Your answer should consist of every line from the records that holds the string "below".

Records from a collection:
----------

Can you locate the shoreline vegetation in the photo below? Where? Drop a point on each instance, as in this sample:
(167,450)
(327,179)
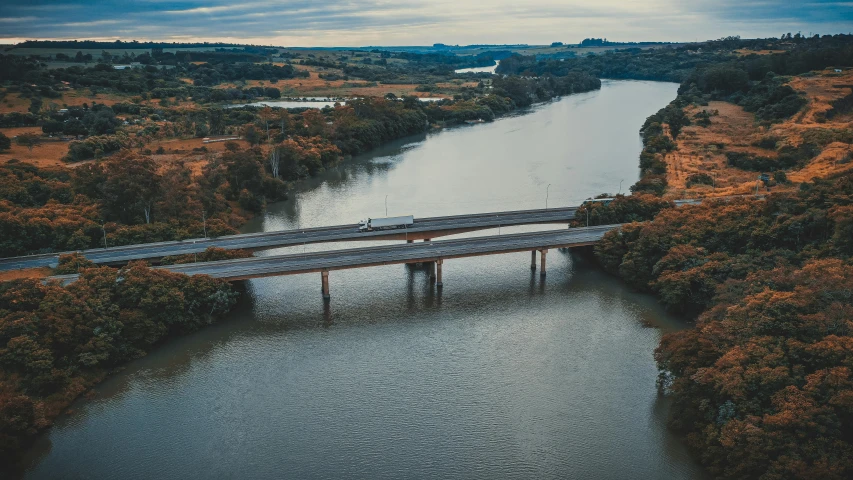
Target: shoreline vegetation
(118,191)
(762,386)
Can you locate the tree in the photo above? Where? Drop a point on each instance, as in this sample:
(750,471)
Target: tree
(250,134)
(29,140)
(266,114)
(131,187)
(35,105)
(5,143)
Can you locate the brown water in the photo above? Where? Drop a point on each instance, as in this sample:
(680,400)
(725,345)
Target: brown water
(499,376)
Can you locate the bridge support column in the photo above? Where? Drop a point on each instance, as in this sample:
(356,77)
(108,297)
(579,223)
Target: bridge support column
(325,277)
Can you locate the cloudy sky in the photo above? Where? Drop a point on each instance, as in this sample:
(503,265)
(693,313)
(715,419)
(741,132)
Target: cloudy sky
(417,22)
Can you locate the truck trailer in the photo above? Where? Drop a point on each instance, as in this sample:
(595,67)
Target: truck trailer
(389,223)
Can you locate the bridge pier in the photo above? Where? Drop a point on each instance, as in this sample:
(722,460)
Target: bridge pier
(324,275)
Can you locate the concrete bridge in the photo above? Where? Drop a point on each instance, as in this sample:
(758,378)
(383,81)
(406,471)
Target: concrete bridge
(423,228)
(432,252)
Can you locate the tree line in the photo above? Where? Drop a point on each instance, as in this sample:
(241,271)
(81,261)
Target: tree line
(56,342)
(762,384)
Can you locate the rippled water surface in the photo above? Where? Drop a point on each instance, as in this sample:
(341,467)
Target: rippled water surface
(501,375)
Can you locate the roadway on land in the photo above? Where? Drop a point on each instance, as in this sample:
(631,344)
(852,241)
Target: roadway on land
(291,264)
(422,228)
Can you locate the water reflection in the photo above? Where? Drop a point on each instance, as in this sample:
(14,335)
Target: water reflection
(500,374)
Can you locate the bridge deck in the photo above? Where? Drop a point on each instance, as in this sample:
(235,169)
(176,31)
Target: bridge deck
(291,264)
(423,228)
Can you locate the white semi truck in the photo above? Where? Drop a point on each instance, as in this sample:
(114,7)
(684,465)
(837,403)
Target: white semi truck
(389,223)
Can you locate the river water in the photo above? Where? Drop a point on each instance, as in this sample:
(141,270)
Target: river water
(501,375)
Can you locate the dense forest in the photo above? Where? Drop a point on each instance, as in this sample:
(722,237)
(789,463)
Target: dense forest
(58,341)
(686,64)
(763,384)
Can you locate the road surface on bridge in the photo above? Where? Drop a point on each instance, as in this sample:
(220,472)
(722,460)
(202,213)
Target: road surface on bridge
(423,228)
(291,264)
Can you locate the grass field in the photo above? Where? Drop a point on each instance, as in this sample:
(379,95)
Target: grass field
(735,129)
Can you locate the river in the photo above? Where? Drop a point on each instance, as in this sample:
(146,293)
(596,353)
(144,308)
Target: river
(501,375)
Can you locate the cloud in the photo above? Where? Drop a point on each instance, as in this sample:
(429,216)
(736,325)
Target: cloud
(380,22)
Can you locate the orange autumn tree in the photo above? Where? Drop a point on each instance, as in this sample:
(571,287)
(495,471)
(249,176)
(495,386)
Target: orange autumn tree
(762,387)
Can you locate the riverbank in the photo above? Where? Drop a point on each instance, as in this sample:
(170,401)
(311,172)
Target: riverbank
(314,381)
(758,386)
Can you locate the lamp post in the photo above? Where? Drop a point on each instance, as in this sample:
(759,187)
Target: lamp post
(546,195)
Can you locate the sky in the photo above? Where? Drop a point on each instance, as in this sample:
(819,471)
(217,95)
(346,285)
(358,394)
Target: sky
(417,22)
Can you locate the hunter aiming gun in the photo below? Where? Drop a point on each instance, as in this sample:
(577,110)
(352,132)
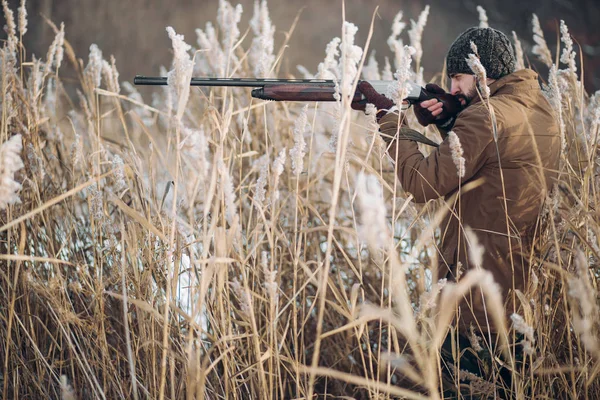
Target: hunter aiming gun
(302,90)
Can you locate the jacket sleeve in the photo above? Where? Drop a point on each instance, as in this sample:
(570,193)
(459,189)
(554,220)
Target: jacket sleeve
(436,175)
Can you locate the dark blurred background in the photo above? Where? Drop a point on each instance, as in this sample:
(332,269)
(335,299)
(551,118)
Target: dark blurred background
(134,30)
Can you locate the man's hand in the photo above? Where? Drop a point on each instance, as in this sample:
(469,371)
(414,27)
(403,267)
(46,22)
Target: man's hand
(440,111)
(382,103)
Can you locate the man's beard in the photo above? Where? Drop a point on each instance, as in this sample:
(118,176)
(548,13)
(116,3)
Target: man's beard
(469,96)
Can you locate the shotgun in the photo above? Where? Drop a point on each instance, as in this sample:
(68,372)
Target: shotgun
(291,89)
(303,90)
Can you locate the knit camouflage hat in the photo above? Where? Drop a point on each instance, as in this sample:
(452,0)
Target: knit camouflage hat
(494,48)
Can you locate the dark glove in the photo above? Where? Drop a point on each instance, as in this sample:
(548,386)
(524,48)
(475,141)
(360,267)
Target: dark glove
(382,103)
(451,107)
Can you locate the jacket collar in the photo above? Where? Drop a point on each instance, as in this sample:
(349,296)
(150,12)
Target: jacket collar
(520,80)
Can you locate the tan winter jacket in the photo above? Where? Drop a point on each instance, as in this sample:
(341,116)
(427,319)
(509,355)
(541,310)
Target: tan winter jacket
(527,152)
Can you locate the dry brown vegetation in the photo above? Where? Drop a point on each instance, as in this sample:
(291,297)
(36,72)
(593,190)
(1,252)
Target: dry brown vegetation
(167,250)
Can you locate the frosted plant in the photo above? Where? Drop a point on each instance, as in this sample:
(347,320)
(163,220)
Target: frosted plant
(22,18)
(119,174)
(398,90)
(95,202)
(370,70)
(178,78)
(479,71)
(415,33)
(76,151)
(93,70)
(10,163)
(520,63)
(278,167)
(474,339)
(428,299)
(568,55)
(593,118)
(476,250)
(457,154)
(523,328)
(373,227)
(111,75)
(371,114)
(135,95)
(261,182)
(228,192)
(11,30)
(483,21)
(387,74)
(297,153)
(261,52)
(540,48)
(244,298)
(35,84)
(228,19)
(60,48)
(195,154)
(552,92)
(207,41)
(395,43)
(329,67)
(270,277)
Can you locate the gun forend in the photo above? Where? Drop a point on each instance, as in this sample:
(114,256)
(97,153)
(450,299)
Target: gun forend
(291,89)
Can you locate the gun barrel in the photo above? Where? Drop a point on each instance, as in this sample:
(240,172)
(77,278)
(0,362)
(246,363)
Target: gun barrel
(232,82)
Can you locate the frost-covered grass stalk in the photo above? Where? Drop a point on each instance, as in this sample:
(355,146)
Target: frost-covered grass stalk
(10,163)
(479,71)
(483,21)
(540,48)
(226,271)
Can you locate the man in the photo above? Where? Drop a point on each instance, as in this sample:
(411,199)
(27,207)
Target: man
(504,181)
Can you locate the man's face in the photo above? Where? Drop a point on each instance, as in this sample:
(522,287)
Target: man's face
(463,87)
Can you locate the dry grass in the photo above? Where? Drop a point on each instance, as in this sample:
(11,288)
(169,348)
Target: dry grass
(151,257)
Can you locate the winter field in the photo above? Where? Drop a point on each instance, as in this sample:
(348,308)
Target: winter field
(202,244)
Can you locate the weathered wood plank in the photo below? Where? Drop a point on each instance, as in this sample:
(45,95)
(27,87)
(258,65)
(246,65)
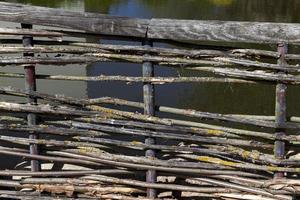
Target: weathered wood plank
(228,31)
(166,29)
(93,23)
(224,31)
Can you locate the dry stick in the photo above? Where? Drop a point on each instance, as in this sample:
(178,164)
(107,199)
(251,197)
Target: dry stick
(250,63)
(157,127)
(217,161)
(251,75)
(186,188)
(248,189)
(30,32)
(87,146)
(52,130)
(65,173)
(288,185)
(140,145)
(4,49)
(241,165)
(147,167)
(191,138)
(191,113)
(255,156)
(37,195)
(69,189)
(61,110)
(48,158)
(128,79)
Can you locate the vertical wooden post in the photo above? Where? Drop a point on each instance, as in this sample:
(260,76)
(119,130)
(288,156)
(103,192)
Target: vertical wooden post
(30,85)
(280,110)
(149,106)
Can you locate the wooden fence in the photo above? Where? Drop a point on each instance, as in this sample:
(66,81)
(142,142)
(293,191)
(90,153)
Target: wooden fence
(213,162)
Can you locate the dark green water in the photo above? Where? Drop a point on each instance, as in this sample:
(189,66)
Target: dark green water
(223,98)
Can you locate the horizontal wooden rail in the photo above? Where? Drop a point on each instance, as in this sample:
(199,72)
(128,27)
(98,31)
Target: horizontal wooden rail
(155,29)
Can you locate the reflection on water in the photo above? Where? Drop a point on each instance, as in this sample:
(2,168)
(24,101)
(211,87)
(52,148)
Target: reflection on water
(207,97)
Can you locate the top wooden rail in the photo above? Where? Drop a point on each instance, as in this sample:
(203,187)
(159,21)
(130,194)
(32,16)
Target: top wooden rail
(154,29)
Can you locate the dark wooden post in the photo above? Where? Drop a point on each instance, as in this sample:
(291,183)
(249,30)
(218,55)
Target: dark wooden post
(149,106)
(280,110)
(30,85)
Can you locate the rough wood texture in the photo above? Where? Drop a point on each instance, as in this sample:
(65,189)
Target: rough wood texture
(93,23)
(168,29)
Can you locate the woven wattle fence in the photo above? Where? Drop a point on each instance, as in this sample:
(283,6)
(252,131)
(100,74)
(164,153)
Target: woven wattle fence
(73,146)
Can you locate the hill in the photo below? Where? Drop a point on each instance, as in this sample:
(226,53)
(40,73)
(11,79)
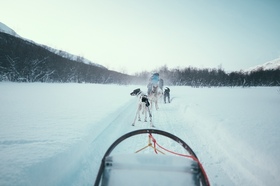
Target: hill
(22,60)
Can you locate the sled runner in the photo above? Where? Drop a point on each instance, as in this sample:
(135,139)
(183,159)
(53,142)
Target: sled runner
(157,168)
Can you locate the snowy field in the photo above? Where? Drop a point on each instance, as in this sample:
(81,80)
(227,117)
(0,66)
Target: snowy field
(56,134)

----------

ANSWER TO THIS PROBLEM:
Can you locate the shoreline vegetation in the photo below? Where? Drop a point on each instance, as in this sample:
Can you locate the hunter aiming gun in the photo below? Where? Drop a point on each instance, as in this sample:
Can you locate the weathered wood plank in the photo below? Where? Drop a point on each instance, as in this sample:
Can you locate the hill in the photo below? Where? Drop a point on each instance, as in this sample:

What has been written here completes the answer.